Approximately 1 million Americans are living with Parkinson’s disease, a chronic and progressive movement disorder.

Symptoms, which vary by individual, typically worsen over time and may include:

-Slowness of movements

-Tightness/stiffness in the extremities and trunk

-Balance and walking difficulties

-Changes in posture

managing parkinsons disease

CAUSE:

Despite years of intensive research, the cause(s) are unknown. Genetic factors may play a role, and illness or environmental toxins may contribute.   New research has focused on studying the chemical or genetic trigger that starts the depletion and death of the dopamine neurons with hopes of developing treatments to stop or reverse the disease. Dopamine neurons function as a neurotransmitter – a chemical released by the nerve cells to send signals to the other nerve cells. Dysfuction in this system is associated with PD and can lead to impaired mobility and tremors.

 

TREATMENT AND MANAGEMENT:

Although there is no cure for Parkinson’s, treatment options to manage symptoms include medication, surgery and physical therapy.mptoms.

Meanwhile, the Parkinson’s Disease Foundation (LINK) offers these recommendations for managing the disease:

-Keep track of when you need your medications

-Exercise

-Eat properly

-Cope with symptoms and side effects

-Find a support network

-Stay independent

 

PHYSICAL THERAPY AND EXERCISE:

Mounting evidence suggests aerobic and learning-based exercises (given by a physical therapist) can help improve functional mobility in Parkinson’s patients.

Physical therapy that includes large amplitude rhythmic movements that challenge direction of movement as it relates to functional mobility tasks has been shown as an effective way to increase mobility independence. Physical therapy using postural re-education and center-of-gravity training techniques appear to be beneficial in the reduction of falls in both the general elderly population and those living with PD.

Other exercises that can improve cardiopulmonary function, balance, and movement include:

-Golf

-Tennis

-Tai chi

-Yoga

-Dancing

-Walking/marching

 

Choosing the right exercise program is will help maximize your return to independent mobility and minimize your risk of falls and injury. It is important to consult with your physical therapist and health care team to develop a program that is most suitable based on your impairments and current mobility level.

The right exercise program will challenge your motor planning, increase your heart rate, demand attention, and variably progress in difficulty over time.

Parkinson’s need not manage your life. Instead, patients can actively live with the disease by managing their medications and activities to promote a healthier lifestyle with safer mobility.

§ BRIEF 1
According to the Parkinson's disease text, about how many Americans are living with Parkinson's disease?
§ BRIEF 2
In the Parkinson's disease text, rewrite the passage starting with "-Slowness of movements" and going on through "mobility and tremors.", renaming "nerve cells" as "neurons" throughout.

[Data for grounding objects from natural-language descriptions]
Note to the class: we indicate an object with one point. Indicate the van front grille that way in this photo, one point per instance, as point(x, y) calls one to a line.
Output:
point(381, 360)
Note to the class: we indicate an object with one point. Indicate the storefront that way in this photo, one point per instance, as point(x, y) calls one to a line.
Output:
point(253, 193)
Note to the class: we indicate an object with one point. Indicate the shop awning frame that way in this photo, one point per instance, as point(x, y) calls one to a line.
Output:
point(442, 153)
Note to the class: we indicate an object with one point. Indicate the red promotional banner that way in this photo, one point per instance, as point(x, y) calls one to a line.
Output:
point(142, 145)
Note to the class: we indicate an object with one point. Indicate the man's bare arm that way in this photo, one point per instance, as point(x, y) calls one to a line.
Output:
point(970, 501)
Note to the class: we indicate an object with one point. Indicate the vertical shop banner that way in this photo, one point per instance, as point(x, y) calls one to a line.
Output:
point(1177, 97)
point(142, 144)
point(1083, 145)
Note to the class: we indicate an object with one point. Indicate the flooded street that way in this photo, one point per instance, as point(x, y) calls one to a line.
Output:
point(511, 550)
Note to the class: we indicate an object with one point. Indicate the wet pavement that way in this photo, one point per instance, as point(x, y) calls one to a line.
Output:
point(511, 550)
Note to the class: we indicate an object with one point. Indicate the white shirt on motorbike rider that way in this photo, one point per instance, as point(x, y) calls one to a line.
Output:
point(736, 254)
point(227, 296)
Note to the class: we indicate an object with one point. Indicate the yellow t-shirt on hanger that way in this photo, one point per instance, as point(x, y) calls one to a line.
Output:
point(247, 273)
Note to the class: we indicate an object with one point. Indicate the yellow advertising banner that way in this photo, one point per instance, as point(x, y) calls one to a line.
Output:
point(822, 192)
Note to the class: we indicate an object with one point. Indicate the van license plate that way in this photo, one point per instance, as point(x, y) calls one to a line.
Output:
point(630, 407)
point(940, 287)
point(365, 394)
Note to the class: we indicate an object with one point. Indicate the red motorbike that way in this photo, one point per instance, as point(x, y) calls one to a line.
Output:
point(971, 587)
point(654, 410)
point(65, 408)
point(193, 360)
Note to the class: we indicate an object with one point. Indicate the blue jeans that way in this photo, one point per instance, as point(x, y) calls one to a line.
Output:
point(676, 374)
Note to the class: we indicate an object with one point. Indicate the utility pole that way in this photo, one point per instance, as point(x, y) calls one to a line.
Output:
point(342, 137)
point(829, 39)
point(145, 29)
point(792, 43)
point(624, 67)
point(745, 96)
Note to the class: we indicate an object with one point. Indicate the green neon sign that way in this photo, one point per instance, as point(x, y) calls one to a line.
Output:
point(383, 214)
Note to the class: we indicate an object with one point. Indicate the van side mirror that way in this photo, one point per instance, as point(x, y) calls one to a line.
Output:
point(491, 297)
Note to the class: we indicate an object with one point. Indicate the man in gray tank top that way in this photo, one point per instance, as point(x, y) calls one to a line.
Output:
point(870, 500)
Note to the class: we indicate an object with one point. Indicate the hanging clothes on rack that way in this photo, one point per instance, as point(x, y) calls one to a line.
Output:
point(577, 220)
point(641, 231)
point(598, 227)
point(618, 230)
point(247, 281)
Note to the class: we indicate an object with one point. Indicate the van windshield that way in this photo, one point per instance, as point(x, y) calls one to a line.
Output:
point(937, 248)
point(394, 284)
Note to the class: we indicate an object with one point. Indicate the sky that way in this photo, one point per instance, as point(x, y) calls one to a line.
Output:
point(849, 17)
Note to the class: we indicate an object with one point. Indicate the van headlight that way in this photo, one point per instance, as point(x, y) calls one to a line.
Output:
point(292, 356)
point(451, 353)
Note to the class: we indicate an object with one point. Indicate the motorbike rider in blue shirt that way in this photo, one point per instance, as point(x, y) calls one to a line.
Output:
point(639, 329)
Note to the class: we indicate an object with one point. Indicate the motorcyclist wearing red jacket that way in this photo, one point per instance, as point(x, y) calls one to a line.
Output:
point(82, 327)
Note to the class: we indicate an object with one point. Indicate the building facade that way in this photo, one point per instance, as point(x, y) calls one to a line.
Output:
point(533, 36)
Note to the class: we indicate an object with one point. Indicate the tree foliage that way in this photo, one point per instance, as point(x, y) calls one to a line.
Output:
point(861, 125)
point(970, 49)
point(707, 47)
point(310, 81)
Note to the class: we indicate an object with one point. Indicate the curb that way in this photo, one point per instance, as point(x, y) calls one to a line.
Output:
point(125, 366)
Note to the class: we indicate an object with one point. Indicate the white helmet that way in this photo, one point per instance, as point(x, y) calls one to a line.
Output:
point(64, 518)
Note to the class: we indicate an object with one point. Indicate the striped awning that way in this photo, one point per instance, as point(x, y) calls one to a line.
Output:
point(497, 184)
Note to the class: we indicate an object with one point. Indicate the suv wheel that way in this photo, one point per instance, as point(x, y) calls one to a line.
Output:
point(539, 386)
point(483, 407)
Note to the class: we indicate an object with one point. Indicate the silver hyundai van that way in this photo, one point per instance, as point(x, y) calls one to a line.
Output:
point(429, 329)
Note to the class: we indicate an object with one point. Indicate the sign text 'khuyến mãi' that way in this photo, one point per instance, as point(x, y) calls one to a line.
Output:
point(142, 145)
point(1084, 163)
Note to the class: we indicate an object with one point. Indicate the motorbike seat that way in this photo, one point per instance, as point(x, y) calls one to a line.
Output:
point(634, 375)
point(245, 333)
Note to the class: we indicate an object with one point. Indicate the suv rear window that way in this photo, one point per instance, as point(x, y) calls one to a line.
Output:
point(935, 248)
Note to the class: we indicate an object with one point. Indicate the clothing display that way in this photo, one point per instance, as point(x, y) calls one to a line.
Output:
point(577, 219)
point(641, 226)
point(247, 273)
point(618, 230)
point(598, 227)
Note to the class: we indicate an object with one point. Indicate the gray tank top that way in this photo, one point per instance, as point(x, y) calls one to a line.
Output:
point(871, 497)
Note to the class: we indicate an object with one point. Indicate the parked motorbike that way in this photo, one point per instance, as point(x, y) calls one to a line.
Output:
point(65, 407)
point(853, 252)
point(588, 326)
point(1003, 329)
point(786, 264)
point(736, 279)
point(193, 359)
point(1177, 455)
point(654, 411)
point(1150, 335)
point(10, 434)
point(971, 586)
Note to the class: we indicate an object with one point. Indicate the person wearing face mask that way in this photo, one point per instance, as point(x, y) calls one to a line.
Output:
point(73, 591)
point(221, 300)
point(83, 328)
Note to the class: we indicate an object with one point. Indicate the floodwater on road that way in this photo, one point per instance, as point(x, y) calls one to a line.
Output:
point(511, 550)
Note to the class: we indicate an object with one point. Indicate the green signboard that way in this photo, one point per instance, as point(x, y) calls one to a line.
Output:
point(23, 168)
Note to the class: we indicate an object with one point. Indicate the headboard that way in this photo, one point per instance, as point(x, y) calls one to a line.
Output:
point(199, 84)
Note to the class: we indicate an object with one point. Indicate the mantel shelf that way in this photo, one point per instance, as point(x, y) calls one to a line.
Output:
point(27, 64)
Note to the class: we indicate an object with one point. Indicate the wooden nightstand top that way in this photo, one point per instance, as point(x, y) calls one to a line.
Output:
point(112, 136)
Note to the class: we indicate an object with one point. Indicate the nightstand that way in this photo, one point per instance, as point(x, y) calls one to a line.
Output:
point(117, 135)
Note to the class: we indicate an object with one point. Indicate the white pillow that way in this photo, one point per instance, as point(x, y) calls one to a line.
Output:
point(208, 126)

§ YOUR RESPONSE 1
Approximately 1 million

§ YOUR RESPONSE 2
-Slowness of movements

-Tightness/stiffness in the extremities and trunk

-Balance and walking difficulties

-Changes in posture

managing parkinsons disease

CAUSE:

Despite years of intensive research, the cause(s) are unknown. Genetic factors may play a role, and illness or environmental toxins may contribute.   New research has focused on studying the chemical or genetic trigger that starts the depletion and death of the dopamine neurons with hopes of developing treatments to stop or reverse the disease. Dopamine neurons function as a neurotransmitter – a chemical released by the neurons to send signals to the other neurons. Dysfuction in this system is associated with PD and can lead to impaired mobility and tremors.